Exactly reproduce the lines from the line containing "Check that every instance of the woman's left" to the end of the data below, inclusive, and nothing else.

────────

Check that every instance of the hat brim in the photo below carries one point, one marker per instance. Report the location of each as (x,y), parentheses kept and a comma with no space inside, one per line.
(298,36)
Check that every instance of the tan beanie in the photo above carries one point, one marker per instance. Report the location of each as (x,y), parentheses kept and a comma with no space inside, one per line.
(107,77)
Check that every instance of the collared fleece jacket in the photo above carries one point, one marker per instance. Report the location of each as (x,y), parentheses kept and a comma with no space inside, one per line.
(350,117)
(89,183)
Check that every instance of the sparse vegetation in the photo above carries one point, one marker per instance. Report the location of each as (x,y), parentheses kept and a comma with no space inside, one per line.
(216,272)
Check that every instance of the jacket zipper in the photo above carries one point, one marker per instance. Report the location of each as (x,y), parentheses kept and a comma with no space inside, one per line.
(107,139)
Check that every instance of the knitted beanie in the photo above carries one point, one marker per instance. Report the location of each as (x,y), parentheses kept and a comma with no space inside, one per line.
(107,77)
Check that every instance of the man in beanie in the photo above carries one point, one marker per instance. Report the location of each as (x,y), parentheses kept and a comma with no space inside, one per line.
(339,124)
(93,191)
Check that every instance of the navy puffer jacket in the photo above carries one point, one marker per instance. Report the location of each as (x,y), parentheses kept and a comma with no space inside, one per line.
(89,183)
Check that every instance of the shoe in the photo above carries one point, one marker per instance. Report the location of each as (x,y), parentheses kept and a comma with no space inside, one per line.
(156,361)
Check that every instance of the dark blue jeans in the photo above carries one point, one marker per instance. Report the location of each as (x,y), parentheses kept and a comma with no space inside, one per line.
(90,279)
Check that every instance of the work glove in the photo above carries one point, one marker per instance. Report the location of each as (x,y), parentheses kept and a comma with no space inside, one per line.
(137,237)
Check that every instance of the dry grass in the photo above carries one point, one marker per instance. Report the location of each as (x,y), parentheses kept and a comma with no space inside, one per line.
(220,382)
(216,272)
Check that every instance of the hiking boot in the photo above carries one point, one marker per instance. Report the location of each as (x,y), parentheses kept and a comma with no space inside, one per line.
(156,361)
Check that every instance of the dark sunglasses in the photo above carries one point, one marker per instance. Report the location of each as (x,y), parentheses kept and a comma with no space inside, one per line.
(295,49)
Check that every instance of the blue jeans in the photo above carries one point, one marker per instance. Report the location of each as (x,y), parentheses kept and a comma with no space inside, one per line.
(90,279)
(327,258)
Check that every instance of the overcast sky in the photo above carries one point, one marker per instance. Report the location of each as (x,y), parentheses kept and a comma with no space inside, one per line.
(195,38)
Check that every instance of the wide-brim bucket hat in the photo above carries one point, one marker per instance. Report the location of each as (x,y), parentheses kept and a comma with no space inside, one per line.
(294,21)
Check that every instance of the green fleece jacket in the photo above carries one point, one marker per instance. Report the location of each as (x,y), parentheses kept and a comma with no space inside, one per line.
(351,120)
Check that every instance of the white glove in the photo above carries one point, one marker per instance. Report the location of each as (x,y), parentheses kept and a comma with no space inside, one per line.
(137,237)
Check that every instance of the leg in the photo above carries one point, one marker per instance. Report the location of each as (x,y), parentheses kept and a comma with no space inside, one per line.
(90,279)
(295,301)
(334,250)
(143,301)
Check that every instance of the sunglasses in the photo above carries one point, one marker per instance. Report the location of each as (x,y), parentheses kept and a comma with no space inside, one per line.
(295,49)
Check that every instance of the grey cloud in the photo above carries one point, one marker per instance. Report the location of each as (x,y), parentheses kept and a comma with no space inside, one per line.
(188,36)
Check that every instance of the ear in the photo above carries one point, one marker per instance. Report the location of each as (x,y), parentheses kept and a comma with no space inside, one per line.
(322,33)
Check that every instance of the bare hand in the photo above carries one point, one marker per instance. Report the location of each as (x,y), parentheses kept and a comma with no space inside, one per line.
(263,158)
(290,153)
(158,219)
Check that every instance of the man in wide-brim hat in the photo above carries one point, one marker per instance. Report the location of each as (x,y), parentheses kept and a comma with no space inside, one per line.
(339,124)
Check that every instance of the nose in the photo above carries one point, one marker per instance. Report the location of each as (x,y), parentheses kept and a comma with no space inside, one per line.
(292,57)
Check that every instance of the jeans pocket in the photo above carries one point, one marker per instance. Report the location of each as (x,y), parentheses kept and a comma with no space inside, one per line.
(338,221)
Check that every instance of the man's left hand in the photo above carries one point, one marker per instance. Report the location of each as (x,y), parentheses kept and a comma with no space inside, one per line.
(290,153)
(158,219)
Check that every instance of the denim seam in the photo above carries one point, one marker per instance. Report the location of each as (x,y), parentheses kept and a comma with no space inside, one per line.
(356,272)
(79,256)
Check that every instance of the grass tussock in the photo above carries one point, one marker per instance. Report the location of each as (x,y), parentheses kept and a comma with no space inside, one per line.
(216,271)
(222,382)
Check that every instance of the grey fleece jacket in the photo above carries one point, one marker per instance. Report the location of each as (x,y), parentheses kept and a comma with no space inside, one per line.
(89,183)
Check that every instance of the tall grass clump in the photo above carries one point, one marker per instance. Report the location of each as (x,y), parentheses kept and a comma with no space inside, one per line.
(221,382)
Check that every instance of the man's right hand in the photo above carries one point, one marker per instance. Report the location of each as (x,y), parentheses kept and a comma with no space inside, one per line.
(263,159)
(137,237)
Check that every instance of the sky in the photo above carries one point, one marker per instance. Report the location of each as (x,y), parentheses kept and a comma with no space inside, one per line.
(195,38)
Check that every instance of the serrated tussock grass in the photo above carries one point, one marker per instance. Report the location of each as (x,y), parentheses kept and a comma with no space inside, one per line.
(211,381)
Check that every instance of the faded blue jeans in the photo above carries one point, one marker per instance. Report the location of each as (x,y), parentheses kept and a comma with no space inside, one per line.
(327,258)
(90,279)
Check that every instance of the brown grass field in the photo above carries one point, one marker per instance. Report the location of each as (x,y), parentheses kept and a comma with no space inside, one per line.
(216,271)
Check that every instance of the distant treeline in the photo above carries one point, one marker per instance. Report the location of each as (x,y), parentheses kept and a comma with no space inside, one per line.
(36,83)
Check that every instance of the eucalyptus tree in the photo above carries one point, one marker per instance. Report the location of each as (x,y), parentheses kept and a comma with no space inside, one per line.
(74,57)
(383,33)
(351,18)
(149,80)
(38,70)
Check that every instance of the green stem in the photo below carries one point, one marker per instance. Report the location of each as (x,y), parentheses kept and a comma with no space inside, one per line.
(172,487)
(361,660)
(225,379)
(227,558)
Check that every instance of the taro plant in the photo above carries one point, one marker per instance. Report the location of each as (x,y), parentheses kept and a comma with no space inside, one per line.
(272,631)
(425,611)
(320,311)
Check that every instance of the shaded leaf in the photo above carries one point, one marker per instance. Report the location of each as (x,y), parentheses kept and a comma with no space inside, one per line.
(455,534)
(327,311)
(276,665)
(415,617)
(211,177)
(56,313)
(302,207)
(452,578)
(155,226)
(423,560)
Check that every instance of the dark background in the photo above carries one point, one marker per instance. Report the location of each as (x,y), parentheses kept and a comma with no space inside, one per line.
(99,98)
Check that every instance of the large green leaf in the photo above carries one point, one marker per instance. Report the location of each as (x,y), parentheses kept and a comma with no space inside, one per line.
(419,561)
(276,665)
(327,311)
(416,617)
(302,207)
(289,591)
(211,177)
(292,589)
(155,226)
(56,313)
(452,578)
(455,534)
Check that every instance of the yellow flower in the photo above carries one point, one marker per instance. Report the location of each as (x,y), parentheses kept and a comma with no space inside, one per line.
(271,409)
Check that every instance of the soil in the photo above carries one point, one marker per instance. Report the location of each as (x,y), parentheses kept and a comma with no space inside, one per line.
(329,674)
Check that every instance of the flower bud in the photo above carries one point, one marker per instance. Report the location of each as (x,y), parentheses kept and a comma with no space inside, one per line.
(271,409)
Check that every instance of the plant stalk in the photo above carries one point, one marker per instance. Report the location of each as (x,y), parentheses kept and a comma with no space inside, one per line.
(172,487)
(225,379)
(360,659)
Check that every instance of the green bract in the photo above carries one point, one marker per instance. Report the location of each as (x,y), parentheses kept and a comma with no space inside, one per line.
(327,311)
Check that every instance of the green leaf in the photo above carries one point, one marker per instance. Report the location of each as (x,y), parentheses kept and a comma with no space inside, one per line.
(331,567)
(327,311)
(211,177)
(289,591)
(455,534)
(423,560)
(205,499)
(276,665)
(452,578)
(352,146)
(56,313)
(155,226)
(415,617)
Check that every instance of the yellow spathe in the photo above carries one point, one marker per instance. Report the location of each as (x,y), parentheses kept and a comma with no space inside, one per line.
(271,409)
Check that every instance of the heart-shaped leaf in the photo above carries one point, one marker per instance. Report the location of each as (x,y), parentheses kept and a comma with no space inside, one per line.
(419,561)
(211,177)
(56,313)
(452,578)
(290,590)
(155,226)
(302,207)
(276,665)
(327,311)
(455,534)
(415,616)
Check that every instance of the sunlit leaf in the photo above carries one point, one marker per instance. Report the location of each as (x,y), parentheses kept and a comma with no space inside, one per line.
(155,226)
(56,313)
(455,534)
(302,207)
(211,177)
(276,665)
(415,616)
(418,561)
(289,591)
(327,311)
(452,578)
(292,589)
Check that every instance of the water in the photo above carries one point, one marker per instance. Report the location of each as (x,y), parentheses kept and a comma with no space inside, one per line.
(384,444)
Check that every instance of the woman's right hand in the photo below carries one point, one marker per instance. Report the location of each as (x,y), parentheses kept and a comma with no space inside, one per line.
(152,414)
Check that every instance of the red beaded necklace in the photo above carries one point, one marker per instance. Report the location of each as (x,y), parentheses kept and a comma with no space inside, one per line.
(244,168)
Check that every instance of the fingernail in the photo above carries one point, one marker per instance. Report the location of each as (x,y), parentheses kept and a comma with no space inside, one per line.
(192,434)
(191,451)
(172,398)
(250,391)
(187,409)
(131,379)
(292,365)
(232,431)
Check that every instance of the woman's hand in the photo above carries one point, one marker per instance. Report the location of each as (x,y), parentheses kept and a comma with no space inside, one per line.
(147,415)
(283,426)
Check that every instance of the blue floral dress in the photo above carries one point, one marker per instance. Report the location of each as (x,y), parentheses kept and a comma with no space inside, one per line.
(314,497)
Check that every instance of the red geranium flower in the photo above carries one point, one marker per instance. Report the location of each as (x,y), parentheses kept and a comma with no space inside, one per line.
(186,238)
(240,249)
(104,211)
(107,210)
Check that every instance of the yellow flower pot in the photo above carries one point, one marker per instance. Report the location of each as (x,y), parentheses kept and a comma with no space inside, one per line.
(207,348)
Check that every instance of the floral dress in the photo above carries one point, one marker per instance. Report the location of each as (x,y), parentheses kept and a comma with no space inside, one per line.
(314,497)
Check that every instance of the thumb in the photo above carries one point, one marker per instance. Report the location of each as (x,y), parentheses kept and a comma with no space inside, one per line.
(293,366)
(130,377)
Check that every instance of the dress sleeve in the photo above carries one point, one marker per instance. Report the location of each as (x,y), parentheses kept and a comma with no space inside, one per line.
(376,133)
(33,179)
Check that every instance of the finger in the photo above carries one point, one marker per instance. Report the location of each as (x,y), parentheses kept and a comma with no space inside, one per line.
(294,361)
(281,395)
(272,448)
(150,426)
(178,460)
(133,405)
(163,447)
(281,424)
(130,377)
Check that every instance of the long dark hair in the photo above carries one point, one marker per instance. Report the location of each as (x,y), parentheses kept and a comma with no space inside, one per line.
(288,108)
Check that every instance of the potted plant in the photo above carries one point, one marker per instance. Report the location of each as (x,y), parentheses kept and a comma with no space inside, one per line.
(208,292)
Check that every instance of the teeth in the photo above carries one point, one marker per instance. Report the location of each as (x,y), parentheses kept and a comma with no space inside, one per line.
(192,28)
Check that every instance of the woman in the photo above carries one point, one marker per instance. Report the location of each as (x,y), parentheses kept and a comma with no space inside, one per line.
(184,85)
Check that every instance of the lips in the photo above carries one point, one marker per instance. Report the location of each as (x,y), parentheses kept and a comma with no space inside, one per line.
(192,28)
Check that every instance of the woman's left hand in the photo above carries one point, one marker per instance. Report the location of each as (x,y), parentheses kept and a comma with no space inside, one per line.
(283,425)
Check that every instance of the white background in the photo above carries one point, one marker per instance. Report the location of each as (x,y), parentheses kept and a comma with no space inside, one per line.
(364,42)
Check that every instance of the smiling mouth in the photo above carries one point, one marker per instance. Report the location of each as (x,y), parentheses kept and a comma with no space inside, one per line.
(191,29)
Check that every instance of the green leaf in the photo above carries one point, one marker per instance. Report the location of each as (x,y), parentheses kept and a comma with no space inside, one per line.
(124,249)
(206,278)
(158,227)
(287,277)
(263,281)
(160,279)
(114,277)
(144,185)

────────

— EXERCISE OUTPUT —
Check that every instance of the woman's left hand in the photo above carries one point, one marker per instance. Report the location of each as (x,y), parentheses kept and a comma with no space inside, one per line.
(283,425)
Check that every instance of the white background in the photo above carries one point, one marker per instance. Report the location of each as (x,y), parentheses kept and a comma with no space inside, one per line.
(364,42)
Check that every instance of the smiling mouth in the photo above carries one point, one marker per instance. Report the location of each as (x,y), parentheses kept and a comma with no space inside, one per line.
(191,29)
Check that every instance of the green leaf in the photo above carries one point, one marker per instance. Report the location of each as (x,y), parentheses kept and a comma with no space inside, one per line.
(124,249)
(206,278)
(158,227)
(287,277)
(263,281)
(160,279)
(114,277)
(144,185)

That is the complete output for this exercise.